### RAW DATA

☆ ☆ ☆ ☆ ☆

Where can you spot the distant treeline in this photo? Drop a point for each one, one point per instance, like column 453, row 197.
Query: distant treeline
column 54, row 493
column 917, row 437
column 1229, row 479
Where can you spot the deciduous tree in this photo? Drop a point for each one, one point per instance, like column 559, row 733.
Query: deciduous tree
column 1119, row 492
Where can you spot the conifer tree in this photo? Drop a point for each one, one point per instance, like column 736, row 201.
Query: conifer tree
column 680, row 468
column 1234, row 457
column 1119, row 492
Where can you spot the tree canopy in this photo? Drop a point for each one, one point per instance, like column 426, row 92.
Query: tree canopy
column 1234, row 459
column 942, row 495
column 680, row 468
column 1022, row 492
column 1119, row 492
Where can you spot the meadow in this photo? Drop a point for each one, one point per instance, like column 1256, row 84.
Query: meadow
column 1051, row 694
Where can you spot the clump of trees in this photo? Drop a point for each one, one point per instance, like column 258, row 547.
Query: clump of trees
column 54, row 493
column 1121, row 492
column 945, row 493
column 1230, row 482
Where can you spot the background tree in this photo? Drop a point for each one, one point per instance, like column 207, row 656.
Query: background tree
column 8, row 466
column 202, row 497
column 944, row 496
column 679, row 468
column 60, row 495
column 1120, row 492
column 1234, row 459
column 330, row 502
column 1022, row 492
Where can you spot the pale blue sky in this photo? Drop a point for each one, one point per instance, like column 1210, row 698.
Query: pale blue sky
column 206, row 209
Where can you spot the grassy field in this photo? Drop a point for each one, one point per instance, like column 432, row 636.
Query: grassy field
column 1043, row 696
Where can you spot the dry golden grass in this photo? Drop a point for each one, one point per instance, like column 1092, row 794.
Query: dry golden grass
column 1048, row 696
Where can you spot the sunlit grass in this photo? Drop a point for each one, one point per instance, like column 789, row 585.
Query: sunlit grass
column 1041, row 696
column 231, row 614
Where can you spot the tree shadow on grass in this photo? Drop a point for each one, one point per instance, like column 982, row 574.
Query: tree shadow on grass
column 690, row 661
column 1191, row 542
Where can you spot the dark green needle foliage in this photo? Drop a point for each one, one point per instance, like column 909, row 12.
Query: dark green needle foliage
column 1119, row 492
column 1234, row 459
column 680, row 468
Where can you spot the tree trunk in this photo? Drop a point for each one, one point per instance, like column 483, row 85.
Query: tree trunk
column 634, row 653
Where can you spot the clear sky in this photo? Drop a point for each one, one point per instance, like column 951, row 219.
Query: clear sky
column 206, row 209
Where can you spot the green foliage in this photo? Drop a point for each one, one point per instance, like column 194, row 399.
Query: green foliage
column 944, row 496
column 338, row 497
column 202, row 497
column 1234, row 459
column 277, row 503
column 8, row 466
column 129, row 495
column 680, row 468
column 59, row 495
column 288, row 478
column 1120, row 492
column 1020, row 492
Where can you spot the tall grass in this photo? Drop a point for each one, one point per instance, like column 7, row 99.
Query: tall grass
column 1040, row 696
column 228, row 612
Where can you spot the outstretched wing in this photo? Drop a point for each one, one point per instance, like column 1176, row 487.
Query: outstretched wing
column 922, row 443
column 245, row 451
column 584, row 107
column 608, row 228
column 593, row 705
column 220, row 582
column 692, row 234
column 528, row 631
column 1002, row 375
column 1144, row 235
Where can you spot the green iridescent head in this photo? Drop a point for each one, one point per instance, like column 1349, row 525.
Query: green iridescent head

☆ ☆ ☆ ☆ ☆

### INSTRUCTIONS FOR THE TASK
Repeat all of the entries exactly.

### RESULT OF THE EXERCISE
Where can you spot the distant treeline in this photo? Drop a point for each one, one point per instance, like column 453, row 197.
Query: distant treeline
column 54, row 493
column 917, row 437
column 1229, row 479
Where can you spot the deciduous tree in this photo? Drop a point for each one, one point per instance, like column 559, row 733.
Query: deciduous tree
column 1119, row 492
Where can you spot the conifer tree in this photo? Drop a point for each one, one point per instance, like column 736, row 201.
Query: conifer tree
column 680, row 468
column 1234, row 457
column 1119, row 492
Where can you spot the tree canopy in this photo? Drop a point for each one, one point per instance, like column 426, row 92.
Query: tree canopy
column 1234, row 459
column 942, row 495
column 680, row 468
column 1022, row 492
column 1119, row 492
Where can you spot the meadow in this photo? Drop a point for each one, one point per instance, like column 1256, row 84.
Query: meadow
column 1051, row 694
Where can you spot the clump of trees in this photo? Drop a point for each one, one point per instance, like column 258, row 547.
Query: clump of trees
column 54, row 493
column 1121, row 492
column 945, row 493
column 1230, row 482
Where can you spot the background tree in this photo? Drop a point for each one, one point per instance, like column 207, row 656.
Query: background tree
column 8, row 466
column 202, row 497
column 944, row 496
column 679, row 468
column 60, row 495
column 1120, row 492
column 1234, row 459
column 330, row 502
column 1022, row 492
Where can you spot the pale blue sky in this photo? Drop a point for each one, one point per instance, like column 1210, row 698.
Query: pale blue sky
column 206, row 209
Where can you spot the grassy field in this photo? Drop a point for each one, one point per instance, like column 432, row 636.
Query: grassy field
column 1043, row 696
Where can you spot the dry golden grass in this photo? Drop a point for each one, one point per instance, like column 1092, row 794.
Query: dry golden grass
column 1048, row 696
Where can you spot the sunlit grass in this photo? Drop a point for each one, one point per instance, like column 789, row 585.
Query: sunlit grass
column 1041, row 696
column 231, row 614
Where can you spot the tree shadow on grass in this photo? Drop a point for each one, one point per instance, like column 982, row 574.
Query: tree shadow on grass
column 690, row 661
column 1191, row 542
Where can you spot the dark green needle foliage in this photo? Drop a point for each one, one point per instance, like column 909, row 12.
Query: dark green needle foliage
column 1119, row 492
column 1234, row 459
column 680, row 468
Where can you spot the tree trunk in this photo? Drop a point for each one, one point per instance, like column 483, row 85.
Query: tree trunk
column 634, row 653
Where can you spot the clear sky in this photo? Drop a point for each one, one point per instance, like column 951, row 219.
Query: clear sky
column 206, row 209
Where can you spot the green foliage in this photo? Drop a point for each one, one point per instance, like column 194, row 399.
Query: green foliage
column 944, row 496
column 338, row 497
column 202, row 497
column 1234, row 459
column 277, row 503
column 8, row 466
column 129, row 495
column 680, row 468
column 59, row 495
column 288, row 478
column 1120, row 492
column 1020, row 492
Where can you spot the tall grass in this photo? Drop a point for each one, one point per instance, like column 7, row 99.
Query: tall grass
column 1040, row 696
column 228, row 612
Where can you spot the outstretched wing in this photo? Drop a point for each one, one point per instance, like column 1176, row 487.
Query: outstretched wing
column 922, row 443
column 245, row 451
column 584, row 107
column 608, row 228
column 593, row 705
column 220, row 582
column 692, row 234
column 528, row 631
column 1002, row 375
column 1144, row 235
Where can you spot the green iridescent head in this photo? Drop a point for each one, one point per instance, like column 1349, row 525.
Query: green iridescent head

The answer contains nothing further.